Tuesday, July 7, 2009

Modernizing the Tree of Life

I am in the process of reading papers & articles on the topic of Phylogenetics to acquire domain knowledge. I started with a topic I am familiar with: the Tree of Life.

Modernizing the Tree of Life
Elizabeth Pennisi, et al.
Science 300 1692 (2003);
DOI: 10.1126/science.300.5626.1692

I am not sure how most biologists & systematists feel today, but I am guessing the idea suggested here was something big in 2003. What idea? That all of life could be "barcoded" using one mitochondrial gene (cytochrome oxidase I). The article, in general, talks a bit about the field and how larger projects are going to radically change the landscape (this article was published the same year that CIPRES started). And this effort, barcoding organisms, could help move us toward a time when all of life could be easier & quickly identified with a small, Star Trek-like "bio-coder" device (something also suggested in David Hillis' Discovering Life on Earth talk to Villanova University). I doubt the relevance of this concept now having seen my former supervisor/mentor, David Maddison, practice a talk refuting that a specific group of beetles (descendents of Bembidion, which he studies) were not easily classified using any gene - let alone the mitochondrial gene suggested. I do find it interesting that there is an effort to strive for a unique identifier for organisms. Given that some researchers estimate there are 10 million undescribed species out there, it would seem that a hashing approach might be more feasible. Take, say, 5 or 10 genes - create a hashcode from them and then chose your favorite way to resolve collisions (or do nothing - just add them to a list). That is just a wild & naive guess - but it seems like barcoding is a pipedream.

The article still helped give me the mood of the community and an idea of the debates that exist. They also made an important point - researchers agree more than they disagree. So even if it seems there are numerous hotly debated arguments raging, there exists a large set of facts that they agree on.

* AVAILABLE DATA
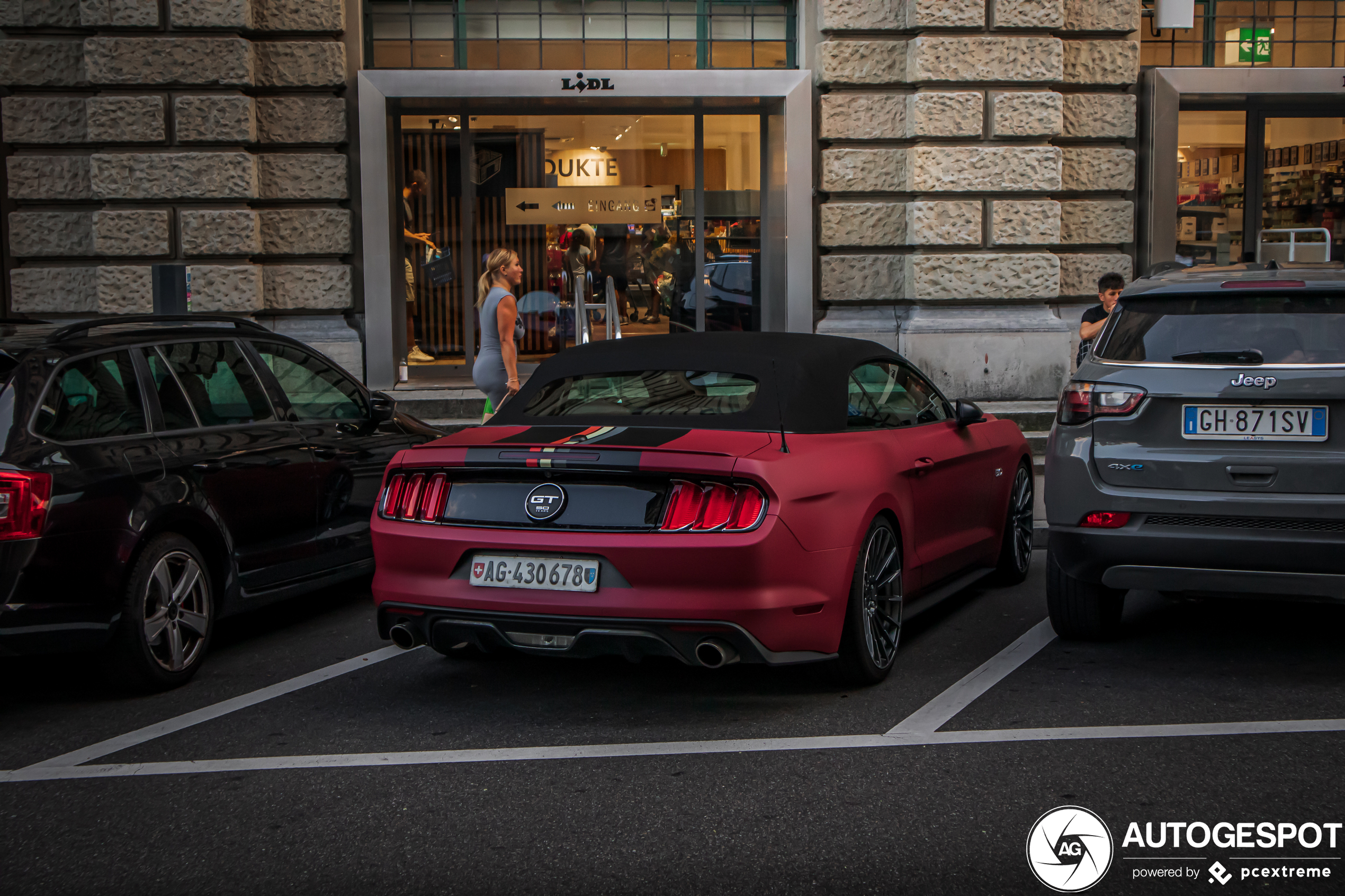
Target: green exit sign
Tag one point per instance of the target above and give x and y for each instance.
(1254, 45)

...

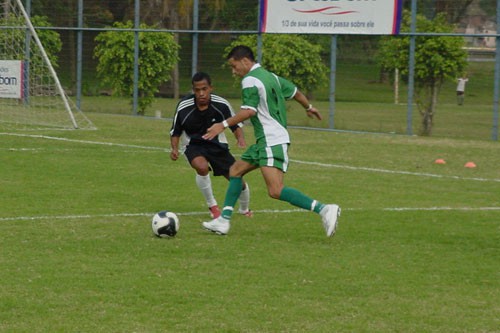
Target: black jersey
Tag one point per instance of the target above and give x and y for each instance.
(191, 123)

* REQUIREMENT 1
Answer these about the blog post on modernizing the Tree of Life:
(a) Which gene did the article suggest could be used to barcode all of life?
(b) Which project started in the same year the article was published?
(c) What point did the article make about how often researchers agree?
* REQUIREMENT 2
Extend the blog post on modernizing the Tree of Life, picking up after its final sentence.

* FINAL ANSWER 1
(a) The mitochondrial gene cytochrome oxidase I.
(b) CIPRES.
(c) Researchers agree more than they disagree.

* FINAL ANSWER 2
For me, the sidebar on the construction of the Tree of Life for plants was probably the highlight. I had heard some mention of Deep Green - but was not really clear on the project or the purpose of it. So now I can queue up another article to read (Science, 13 August 1999) and a project to research. I thought the view of the plant science community was also interesting to see:
"...plant people have a good handle on all sorts of data, almost to the point of being truly comprehensive,” says John Gittleman, an evolutionary biologist at the University of Virginia,Charlottesville.
Having good data is one thing, but sharing it with the rest of the community is really the goal. You see that with efforts like NESCent's Hackathon on Database Interopability. It's good to know the data is there; it sounds like Deep Green, Deep Gene, Deep Time, and Deepest Green have the community in a good position. I can see why the push for a cyberinfrastructure would follow those advancements.

Another good piece of insight was that supertrees are not all that useful. I have a bit of a background with phylogenies (having worked on the Tree of Life Web Project). But I thought supertrees would be helpful to researchers:
“Supertrees don’t have much value,” says Ward Wheeler
He said that they're just 'summaries of summaries.' Supertrees are easier to build, but if they have no value then they're pointless to construct.